## DOCUMENT TEXT
Scientific classification
- Kingdom: Plantae
- Clade: Tracheophytes
- Clade: Angiosperms
- Clade: Eudicots
- Order: Caryophyllales
- Family: Cactaceae
- Subfamily: Cactoideae
- Genus: Stenocereus
- Species: S. quevedonis
- Binomial name: Stenocereus quevedonis (J.G.Ortega) Buxb. 1961
- Synonyms: Glandulicereus quevedonis (J.G.Ortega) Guiggi 2012; Lemaireocereus quevedonis J.G.Ortega 1928; Rathbunia quevedonis (J.G.Ortega) P.V.Heath 1992;

= Stenocereus quevedonis =

- Authority: (J.G.Ortega) Buxb. 1961
- Conservation status: LC
- Synonyms: Glandulicereus quevedonis , Lemaireocereus quevedonis , Rathbunia quevedonis

Species of cactus

Stenocereus quevedonis is a species of cactus in the genus Stenocereus, endemic to Mexico.

==Description==
Stenocereus quevedonis is a tree-like cactus that usually grows straight branches and can reach a height of 6 meters. It develops a distinct trunk and its dark green shoots are 1 to 4 meters long, with a diameter of 10 to 15 centimeters. The cactus has seven to nine broad, blunt ribs that are clipped and can grow up to 1.5 centimeters in height. Stems have dark round areoles with spines. Its central spines, numbered from three to seven, emerge or bend downward and are 1.5 to 3 centimeters long, the longest spine in the center reaches 5.5 centimeters. The radial spines, which initially appear white, turn gray over time and are usually 1 to 1.5 centimeters long.

## ACTION ITEM
Please carry on the article on Stenocereus quevedonis, starting after its last sentence about the radial spines.

## DATA EXTRACTS
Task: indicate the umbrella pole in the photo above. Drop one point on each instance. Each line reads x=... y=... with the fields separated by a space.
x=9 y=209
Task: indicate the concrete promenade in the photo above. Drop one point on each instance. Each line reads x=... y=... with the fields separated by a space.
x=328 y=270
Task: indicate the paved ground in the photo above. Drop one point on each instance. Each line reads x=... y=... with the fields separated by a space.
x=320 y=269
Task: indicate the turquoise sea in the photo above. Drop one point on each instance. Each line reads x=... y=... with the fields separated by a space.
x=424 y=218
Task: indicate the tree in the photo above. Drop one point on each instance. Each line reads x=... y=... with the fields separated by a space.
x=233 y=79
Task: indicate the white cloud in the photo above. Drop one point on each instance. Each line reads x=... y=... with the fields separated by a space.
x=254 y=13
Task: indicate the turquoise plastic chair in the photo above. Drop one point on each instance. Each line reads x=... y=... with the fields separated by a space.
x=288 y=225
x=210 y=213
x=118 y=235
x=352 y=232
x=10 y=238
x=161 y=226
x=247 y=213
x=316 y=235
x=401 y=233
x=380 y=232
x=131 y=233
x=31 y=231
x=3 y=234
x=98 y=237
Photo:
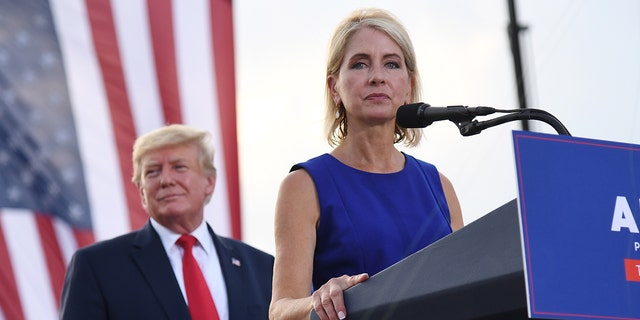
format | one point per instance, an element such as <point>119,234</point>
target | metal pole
<point>514,39</point>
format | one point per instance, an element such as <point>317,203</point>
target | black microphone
<point>420,115</point>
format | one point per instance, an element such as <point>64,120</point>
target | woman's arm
<point>454,205</point>
<point>296,219</point>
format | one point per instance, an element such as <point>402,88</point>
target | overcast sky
<point>581,60</point>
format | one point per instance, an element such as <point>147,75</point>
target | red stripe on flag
<point>161,26</point>
<point>223,51</point>
<point>106,44</point>
<point>9,297</point>
<point>53,254</point>
<point>83,237</point>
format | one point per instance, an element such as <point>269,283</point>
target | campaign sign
<point>580,213</point>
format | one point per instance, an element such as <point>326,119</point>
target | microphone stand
<point>470,127</point>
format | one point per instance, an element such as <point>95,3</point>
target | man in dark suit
<point>140,275</point>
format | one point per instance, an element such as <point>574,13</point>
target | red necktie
<point>199,299</point>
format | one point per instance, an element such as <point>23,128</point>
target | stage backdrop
<point>79,80</point>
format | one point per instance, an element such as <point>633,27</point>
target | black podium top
<point>474,273</point>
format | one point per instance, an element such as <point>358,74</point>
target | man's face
<point>173,187</point>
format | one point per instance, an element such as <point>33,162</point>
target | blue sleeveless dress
<point>369,221</point>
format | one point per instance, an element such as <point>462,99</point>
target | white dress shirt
<point>205,253</point>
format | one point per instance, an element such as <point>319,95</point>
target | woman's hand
<point>328,301</point>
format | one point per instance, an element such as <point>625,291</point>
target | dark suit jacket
<point>130,277</point>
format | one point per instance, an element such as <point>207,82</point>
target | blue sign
<point>580,213</point>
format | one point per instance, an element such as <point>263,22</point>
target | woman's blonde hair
<point>381,20</point>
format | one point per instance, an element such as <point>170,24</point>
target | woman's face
<point>373,80</point>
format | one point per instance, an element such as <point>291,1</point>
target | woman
<point>365,205</point>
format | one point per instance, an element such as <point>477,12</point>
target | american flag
<point>79,80</point>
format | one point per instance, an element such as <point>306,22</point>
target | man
<point>140,275</point>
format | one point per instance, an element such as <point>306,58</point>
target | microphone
<point>420,115</point>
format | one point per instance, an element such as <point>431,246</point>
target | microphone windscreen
<point>407,116</point>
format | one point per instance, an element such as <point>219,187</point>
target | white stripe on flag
<point>92,119</point>
<point>198,94</point>
<point>132,28</point>
<point>29,264</point>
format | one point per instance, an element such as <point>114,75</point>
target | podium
<point>474,273</point>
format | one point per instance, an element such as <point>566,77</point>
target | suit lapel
<point>151,258</point>
<point>232,270</point>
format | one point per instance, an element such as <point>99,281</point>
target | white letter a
<point>622,216</point>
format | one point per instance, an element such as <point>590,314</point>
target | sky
<point>581,65</point>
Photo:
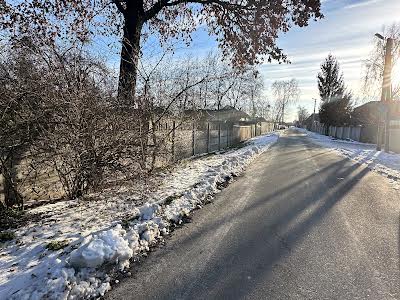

## OUTPUT
The cactus produces long, funnel-shaped flowers that are white or yellow with a slight pink tinge. These flowers bloom at night and remain open until the next day, measuring up to 9 centimeters long and 3.6 to 5 centimeters in diameter. The flower tube has a slight bulge where the nectar chamber is. After flowering, Stenocereus quevedonis produces round to slightly elongated, green to slightly reddish fruits that can reach 5 to 6 centimeters in diameter. Fruits have red, yellow, white, or purple pulp. Seeds are 1.8–2 mm long and black.

==Distribution==
Stenocereus quevedonis is commonly found in deciduous forests and scrubland of Michoacán and Guerrero, Mexico, in the Balsas River Basin, at altitudes between 100 and 500 meters. Plants grow along with Ceiba aesculifolia, Parkinsonia praecox, Lophocereus marginatus, Stenocereus chrysocarpus, Stenocereus fricii, Stenocereus standleyi, and Mitrocereus militaris. Plants are pollinated by bats, bees, and hummingbirds. Seeds are dispersed by birds.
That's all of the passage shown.